Source excerpt -
►
"A painting requires a little mystery, some vagueness, some fantasy. When you always make your meaning perfectly plain you end up boring people."
SYNOPSIS
Always remembered as an Impressionist, Edgar Degas was a member of the seminal group of Paris artists who began to exhibit together in the 1870s. He shared many of their novel techniques, was intrigued by the challenge of capturing effects of light and attracted to scenes of urban leisure. But Degas's academic training, and his own personal predilection toward Realism, set him apart from his peers, and he rejected the label 'Impressionist' preferring to describe himself as an 'Independent.' His inherited wealth gave him the comfort to find his own way, and later it also enabled him to withdraw from the Paris art world and sell pictures at his discretion. He was intrigued by the human figure, and in his many images of women - dancers, singers, and laundresses - he strove to capture the body in unusual positions. While critics of Impressionists focused their attacks on their formal innovations, it was Degas's lower-class subjects that brought him the most disapproval.
KEY IDEAS
EDGAR DEGAS BIOGRAPHY
Childhood
Edgar Degas was the eldest of five children of Célestine Musson de Gas, an American by birth, and Auguste de Gas, a banker. Edgar later changed his surname to the less aristocratic sounding 'Degas' in 1870. Born into a wealthy Franco-Italian family, he was encouraged from an early age to pursue the arts, though not as a long-term career. Following his graduation in 1853 with a baccalaureate in literature, the eighteen-year-old Degas registered at the Louvre as a copyist, which he claimed later in life is the foundation for any true artist.
◄
Aim 1 -
Answer these questions from the Degas biography:
(a) What did Degas prefer to call himself instead of "Impressionist"?
(b) In what year did he change his surname to "Degas"?
(c) Where did he register as a copyist after his 1853 graduation?
Aim 2 -
List the kinds of women that the Degas biography names as subjects of his many images.

Items -
►
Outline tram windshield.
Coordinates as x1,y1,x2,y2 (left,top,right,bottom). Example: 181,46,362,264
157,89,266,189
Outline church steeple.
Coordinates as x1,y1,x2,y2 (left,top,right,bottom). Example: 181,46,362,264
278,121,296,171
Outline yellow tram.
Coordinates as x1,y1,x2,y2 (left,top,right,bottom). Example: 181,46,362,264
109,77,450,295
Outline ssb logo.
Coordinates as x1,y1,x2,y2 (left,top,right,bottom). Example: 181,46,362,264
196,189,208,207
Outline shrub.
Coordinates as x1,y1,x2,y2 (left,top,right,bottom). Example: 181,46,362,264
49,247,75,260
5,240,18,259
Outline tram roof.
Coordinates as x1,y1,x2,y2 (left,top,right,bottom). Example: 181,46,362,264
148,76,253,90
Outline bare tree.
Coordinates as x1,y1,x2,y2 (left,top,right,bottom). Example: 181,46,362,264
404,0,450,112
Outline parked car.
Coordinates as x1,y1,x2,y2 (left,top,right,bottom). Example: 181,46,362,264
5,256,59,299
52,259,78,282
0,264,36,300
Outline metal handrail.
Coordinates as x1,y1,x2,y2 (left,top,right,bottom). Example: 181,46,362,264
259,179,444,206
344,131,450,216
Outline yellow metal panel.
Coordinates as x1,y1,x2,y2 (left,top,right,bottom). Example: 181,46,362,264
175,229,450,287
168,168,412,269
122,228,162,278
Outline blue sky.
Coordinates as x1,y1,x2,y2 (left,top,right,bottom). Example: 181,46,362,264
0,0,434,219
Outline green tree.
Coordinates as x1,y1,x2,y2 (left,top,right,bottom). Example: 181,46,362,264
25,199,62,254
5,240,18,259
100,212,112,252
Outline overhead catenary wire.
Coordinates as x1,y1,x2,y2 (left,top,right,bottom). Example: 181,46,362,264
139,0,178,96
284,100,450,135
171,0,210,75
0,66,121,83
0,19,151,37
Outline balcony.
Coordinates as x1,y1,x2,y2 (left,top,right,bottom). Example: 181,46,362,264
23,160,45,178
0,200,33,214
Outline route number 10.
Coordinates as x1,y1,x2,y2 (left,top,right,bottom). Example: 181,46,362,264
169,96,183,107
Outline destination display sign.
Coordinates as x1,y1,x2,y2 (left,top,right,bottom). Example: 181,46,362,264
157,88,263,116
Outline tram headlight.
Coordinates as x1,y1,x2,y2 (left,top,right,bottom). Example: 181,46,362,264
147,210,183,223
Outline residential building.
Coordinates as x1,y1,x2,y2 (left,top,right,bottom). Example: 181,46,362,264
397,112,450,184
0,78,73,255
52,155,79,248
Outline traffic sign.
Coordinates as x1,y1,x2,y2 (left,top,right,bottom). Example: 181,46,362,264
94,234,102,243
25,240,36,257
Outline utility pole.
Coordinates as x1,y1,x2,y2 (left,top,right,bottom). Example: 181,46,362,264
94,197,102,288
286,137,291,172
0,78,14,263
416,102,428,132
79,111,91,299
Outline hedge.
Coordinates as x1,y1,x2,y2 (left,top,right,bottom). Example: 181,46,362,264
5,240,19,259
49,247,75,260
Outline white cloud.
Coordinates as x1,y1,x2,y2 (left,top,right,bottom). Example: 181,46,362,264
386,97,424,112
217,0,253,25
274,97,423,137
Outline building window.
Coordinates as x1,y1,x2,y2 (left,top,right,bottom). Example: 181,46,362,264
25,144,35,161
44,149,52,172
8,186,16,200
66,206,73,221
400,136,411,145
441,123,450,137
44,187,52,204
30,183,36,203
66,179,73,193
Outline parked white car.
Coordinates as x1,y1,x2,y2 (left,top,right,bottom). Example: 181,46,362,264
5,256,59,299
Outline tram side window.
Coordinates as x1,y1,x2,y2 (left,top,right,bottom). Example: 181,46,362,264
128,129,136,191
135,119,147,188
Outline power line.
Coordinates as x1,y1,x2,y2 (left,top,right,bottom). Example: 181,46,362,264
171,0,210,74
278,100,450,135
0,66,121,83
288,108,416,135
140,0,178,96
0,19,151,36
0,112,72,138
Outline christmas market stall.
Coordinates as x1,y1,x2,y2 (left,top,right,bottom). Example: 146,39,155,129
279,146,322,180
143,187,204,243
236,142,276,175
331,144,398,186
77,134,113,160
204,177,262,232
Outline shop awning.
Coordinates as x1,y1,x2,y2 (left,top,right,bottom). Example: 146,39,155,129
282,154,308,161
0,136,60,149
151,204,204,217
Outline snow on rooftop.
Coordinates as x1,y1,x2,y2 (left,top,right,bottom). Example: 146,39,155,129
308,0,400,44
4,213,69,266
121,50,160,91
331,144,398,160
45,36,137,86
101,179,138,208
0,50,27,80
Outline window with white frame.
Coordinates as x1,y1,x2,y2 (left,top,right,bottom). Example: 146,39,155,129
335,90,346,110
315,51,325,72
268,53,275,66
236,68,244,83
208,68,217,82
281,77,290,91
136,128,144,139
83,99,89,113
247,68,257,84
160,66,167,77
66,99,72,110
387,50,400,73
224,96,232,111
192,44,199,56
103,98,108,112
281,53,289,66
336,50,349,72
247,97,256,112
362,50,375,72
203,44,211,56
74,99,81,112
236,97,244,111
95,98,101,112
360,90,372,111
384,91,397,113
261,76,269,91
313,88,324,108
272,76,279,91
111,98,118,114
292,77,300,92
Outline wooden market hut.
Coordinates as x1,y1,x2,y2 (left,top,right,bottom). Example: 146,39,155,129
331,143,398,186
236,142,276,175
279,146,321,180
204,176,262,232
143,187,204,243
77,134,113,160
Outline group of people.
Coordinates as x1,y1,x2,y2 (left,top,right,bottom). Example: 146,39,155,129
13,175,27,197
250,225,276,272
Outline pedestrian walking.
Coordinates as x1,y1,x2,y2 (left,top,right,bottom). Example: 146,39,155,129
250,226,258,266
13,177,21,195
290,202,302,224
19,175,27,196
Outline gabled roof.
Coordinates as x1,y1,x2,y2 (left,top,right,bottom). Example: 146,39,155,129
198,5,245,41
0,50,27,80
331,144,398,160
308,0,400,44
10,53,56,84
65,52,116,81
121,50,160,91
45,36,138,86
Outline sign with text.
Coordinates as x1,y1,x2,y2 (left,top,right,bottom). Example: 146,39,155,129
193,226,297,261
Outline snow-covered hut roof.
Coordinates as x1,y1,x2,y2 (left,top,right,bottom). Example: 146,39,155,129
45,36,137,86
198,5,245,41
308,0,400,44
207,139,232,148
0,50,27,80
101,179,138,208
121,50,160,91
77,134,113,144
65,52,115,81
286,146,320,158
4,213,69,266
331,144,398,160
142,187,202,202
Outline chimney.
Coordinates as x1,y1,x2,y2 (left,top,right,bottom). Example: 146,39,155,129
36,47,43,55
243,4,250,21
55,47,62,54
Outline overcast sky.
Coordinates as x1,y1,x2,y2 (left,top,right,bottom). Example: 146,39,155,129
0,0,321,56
◄
Expected output 1 -
(a) An "Independent."
(b) 1870.
(c) At the Louvre.

Expected output 2 -
Dancers, singers, and laundresses.